(Named object pointing records)

##########

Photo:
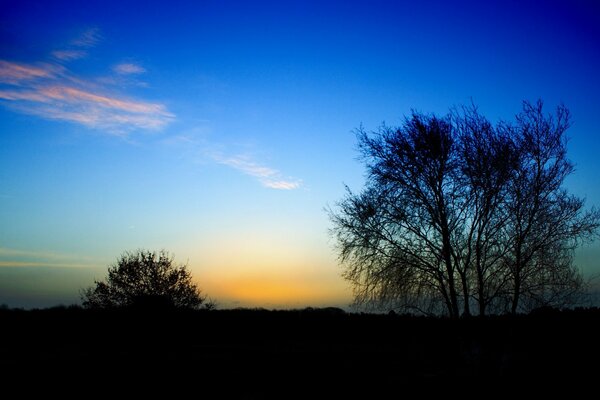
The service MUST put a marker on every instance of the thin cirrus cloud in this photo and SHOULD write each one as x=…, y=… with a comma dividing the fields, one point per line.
x=88, y=38
x=69, y=55
x=202, y=150
x=128, y=69
x=76, y=48
x=50, y=91
x=268, y=177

##########

PROBLEM DESCRIPTION.
Rewrite the records above, replacing "thin cirrus cloud" with "aircraft contrail" and leaving everything else unchanged. Omit the pictures from your version.

TASK RESPONSE.
Photo:
The service MUST put a marker on every instance of the aircraft contrail in this photo and SHOULD write each one as x=…, y=… with a comma dividing the fields, one point per line.
x=88, y=38
x=69, y=55
x=202, y=150
x=128, y=69
x=76, y=48
x=50, y=91
x=268, y=177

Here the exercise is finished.